TEXT SHOWN —
*** Begin section ***
Asperger’s Syndrome to Be Phased Out of DSM-V and Folded Into “Autism Spectrum Disorder”

I originally posted the following information and commentary onto my Facebook wall…

The drawings of Daniel Tammet, above, who wrote the 2007 book “Born on a Blue Day,” about living with autism, show how he visualizes some numbers

The drawings of Daniel Tammet, above, who wrote the 2007 book “Born on a Blue Day,” about living with autism, show how he visualizes some numbers

A Powerful Identity, A Vanishing Diagnosis:
http://www.nytimes.com/2009/11/03/health/03asperger.html

(Claudia Wallis) It is one of the most intriguing labels in psychiatry. Children with Asperger’s syndrome, a mild form of autism, are socially awkward and often physically clumsy, but many are verbal prodigies, speaking in complex sentences at early ages, reading newspapers fluently by age 5 or 6 and acquiring expertise in some preferred topic — stegosaurs, clipper ships, Interstate highways — that will astonish adults and bore their playmates to tears.
*** End section ***
RECORDED INFORMATION —
*** Begin section ***
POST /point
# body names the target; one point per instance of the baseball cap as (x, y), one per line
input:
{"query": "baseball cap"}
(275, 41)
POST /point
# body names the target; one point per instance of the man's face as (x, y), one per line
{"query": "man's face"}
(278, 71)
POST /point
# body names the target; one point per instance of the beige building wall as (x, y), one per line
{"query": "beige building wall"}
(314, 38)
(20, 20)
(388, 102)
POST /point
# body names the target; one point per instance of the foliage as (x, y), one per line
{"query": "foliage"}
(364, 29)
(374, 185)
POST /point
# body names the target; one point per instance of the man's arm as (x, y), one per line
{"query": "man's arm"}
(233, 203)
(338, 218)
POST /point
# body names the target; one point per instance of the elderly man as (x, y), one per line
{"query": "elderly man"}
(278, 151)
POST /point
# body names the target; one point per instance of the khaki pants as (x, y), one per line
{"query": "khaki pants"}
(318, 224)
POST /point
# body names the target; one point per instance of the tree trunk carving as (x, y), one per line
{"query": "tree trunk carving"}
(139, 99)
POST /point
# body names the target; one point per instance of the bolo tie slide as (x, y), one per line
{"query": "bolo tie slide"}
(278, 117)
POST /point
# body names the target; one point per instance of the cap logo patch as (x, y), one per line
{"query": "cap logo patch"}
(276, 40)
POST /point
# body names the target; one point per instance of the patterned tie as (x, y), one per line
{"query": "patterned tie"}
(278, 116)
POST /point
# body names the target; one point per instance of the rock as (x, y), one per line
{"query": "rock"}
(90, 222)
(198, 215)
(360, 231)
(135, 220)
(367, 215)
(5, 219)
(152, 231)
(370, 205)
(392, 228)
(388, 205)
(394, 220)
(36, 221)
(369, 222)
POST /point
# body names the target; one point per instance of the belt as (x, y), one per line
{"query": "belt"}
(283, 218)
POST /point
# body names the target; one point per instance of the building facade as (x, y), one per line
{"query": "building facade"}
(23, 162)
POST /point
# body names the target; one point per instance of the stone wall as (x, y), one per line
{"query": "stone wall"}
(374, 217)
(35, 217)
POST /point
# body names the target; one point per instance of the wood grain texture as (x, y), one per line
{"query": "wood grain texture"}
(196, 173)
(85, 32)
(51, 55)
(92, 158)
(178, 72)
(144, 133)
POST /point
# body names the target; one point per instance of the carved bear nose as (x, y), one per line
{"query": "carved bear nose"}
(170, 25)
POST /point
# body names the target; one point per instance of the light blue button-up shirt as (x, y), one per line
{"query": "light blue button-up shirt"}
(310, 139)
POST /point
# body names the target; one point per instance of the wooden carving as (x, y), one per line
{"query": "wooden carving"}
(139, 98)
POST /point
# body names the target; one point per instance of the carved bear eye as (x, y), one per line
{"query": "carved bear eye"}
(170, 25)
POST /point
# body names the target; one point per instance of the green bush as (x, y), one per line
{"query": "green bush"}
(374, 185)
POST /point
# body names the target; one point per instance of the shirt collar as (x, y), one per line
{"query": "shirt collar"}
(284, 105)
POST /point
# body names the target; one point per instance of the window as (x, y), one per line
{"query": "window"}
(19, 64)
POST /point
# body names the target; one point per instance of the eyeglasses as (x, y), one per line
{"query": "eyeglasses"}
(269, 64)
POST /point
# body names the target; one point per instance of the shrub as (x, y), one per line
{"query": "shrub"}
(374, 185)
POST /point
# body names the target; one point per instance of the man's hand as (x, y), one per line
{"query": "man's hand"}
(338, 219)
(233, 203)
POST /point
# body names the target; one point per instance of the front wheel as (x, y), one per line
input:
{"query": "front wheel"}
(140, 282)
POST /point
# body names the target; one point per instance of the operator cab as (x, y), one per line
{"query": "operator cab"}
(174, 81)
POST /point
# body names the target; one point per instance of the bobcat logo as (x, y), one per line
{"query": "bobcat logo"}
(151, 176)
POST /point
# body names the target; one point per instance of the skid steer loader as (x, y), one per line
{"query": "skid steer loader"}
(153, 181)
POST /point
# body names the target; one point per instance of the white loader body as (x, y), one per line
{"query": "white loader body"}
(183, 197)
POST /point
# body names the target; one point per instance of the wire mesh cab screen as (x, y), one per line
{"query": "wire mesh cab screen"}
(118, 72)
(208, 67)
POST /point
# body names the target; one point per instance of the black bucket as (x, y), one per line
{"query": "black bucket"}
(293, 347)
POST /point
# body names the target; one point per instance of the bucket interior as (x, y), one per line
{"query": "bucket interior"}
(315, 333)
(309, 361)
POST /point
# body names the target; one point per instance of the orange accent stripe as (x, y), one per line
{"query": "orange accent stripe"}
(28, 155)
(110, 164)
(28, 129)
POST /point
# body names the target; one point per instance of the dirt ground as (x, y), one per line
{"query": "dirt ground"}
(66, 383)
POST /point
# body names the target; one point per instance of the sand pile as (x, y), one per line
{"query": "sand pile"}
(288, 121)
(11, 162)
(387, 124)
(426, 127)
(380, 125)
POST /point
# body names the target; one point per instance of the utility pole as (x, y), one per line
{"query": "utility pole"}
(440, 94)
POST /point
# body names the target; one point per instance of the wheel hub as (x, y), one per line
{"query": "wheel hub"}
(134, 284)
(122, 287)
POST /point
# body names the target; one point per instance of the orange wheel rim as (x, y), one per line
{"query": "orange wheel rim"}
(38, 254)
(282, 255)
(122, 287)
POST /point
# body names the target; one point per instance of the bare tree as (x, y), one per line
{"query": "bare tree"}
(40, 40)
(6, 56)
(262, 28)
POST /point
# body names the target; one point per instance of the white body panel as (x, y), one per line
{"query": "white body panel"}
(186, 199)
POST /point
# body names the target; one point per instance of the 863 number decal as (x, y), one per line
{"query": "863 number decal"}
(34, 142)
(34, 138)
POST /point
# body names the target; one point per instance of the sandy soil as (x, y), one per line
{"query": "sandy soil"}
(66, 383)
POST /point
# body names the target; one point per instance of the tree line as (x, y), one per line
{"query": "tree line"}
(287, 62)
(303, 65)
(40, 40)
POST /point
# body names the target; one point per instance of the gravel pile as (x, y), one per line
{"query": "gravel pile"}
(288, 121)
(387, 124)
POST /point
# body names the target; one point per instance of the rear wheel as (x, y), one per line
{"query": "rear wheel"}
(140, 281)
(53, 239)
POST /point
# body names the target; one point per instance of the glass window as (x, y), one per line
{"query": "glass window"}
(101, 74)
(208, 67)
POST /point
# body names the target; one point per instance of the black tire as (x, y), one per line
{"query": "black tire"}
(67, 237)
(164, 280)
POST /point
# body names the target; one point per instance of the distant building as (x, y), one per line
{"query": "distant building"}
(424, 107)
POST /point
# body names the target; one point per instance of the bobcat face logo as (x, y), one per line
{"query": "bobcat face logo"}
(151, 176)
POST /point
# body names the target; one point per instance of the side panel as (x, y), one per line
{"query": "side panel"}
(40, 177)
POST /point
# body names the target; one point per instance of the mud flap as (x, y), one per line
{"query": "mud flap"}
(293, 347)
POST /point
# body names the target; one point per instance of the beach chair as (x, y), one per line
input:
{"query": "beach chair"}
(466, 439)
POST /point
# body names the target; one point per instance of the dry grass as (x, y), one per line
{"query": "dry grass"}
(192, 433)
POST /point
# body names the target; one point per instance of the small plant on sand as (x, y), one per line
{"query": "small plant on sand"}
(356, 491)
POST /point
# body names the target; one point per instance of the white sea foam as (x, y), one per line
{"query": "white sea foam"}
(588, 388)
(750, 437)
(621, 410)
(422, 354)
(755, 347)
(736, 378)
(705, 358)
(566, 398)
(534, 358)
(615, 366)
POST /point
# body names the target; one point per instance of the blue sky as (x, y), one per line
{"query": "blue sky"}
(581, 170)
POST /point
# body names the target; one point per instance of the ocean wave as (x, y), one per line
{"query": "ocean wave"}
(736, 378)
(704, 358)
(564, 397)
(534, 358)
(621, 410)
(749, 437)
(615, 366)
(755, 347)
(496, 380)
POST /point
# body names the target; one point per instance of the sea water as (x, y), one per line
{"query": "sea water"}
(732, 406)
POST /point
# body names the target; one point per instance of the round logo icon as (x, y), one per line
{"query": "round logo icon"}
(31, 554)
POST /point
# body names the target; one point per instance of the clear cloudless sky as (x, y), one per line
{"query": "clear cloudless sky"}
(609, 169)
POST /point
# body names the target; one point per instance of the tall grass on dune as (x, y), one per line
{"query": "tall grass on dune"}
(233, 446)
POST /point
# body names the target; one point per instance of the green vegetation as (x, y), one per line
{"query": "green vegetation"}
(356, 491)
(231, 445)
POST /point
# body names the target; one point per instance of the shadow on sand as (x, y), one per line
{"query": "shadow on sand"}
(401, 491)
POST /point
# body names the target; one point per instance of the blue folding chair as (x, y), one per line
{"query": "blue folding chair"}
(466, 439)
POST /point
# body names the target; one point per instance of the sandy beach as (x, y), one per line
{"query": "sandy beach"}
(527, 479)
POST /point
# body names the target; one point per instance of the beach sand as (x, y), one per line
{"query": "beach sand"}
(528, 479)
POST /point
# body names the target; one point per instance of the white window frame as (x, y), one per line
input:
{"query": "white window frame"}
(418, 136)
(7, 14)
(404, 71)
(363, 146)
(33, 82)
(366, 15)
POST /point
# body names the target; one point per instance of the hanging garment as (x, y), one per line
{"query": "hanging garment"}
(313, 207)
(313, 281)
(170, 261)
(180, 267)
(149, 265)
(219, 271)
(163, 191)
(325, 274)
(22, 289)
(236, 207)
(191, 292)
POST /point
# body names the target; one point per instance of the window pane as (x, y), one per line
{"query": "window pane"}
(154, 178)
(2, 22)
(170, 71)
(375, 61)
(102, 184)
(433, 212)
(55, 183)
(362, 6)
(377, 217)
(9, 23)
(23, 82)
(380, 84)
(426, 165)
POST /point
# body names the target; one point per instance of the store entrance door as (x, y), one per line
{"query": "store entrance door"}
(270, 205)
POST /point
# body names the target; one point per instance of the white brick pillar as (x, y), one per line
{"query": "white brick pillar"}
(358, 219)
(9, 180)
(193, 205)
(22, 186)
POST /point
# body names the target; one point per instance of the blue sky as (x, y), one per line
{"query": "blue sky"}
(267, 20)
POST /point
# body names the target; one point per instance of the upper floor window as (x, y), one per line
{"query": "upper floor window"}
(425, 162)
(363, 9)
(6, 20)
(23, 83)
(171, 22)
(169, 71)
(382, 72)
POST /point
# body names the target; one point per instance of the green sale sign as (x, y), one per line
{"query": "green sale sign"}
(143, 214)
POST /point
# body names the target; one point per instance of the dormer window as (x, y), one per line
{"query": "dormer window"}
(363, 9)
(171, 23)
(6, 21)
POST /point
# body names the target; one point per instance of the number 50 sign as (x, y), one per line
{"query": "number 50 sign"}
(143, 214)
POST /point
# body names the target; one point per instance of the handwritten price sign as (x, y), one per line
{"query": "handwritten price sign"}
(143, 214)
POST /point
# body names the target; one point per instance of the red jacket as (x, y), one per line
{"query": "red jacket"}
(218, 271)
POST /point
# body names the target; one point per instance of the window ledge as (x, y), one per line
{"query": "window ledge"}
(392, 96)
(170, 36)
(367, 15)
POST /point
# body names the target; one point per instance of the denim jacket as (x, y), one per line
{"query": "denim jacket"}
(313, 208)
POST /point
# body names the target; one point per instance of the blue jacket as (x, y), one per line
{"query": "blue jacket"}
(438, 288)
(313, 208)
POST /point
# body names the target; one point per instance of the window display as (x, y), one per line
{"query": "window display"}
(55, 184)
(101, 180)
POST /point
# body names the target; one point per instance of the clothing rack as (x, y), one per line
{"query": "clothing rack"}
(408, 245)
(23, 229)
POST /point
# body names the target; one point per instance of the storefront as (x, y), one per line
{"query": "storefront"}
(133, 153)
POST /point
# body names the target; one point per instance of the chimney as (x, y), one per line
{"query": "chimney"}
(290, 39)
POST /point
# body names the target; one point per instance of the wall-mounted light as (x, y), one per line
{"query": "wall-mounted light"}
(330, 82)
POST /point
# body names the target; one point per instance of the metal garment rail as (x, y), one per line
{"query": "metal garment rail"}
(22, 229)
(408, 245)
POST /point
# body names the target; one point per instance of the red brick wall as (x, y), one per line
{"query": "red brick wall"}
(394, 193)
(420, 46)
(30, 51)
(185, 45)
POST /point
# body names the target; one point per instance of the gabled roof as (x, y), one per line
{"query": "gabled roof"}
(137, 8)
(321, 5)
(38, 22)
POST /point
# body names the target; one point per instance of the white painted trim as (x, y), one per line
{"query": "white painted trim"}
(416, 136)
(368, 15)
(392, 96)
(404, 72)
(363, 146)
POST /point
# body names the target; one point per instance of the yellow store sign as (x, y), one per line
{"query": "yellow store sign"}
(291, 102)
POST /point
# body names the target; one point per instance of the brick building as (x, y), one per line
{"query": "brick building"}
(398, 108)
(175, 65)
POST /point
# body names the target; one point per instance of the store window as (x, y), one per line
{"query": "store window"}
*** End section ***
TASK 1 — Translate this sentence from the post about Asperger's syndrome into Spanish: "It is one of the most intriguing labels in psychiatry."
TASK 2 — In the post about Asperger's syndrome, swap "playmates" for "classmates" and write out the passage between "A Powerful Identity, A" and "playmates to tears.", inclusive.
TASK 3 — Carry on the post about Asperger's syndrome from the point where it stops.
The listing plays no part in this work.

EXERCISE ANSWER 1 — Es una de las etiquetas más intrigantes de la psiquiatría.

EXERCISE ANSWER 2 —
A Powerful Identity, A Vanishing Diagnosis:
http://www.nytimes.com/2009/11/03/health/03asperger.html

(Claudia Wallis) It is one of the most intriguing labels in psychiatry. Children with Asperger’s syndrome, a mild form of autism, are socially awkward and often physically clumsy, but many are verbal prodigies, speaking in complex sentences at early ages, reading newspapers fluently by age 5 or 6 and acquiring expertise in some preferred topic — stegosaurs, clipper ships, Interstate highways — that will astonish adults and bore their classmates to tears.

EXERCISE ANSWER 3 —
In recent years, this once obscure diagnosis, given to more than four times as many boys as girls, has become increasingly common.

(Read entire article here…)

My Commentary: According to this article, “though [Asperger’s syndrome] became an official part of the medical lexicon only in 1994, the experts who are revising psychiatry’s diagnostic manual have proposed to eliminate it from the new edition, due out in 2012. If these experts have their way, Asperger’s syndrome (AS) and another mild form of autism, pervasive developmental disorder not otherwise specified (P.D.D.-N.O.S.), will be folded into a single broad diagnosis, autism spectrum disorder — a category that encompasses autism’s entire range, or spectrum,” from mild to severe.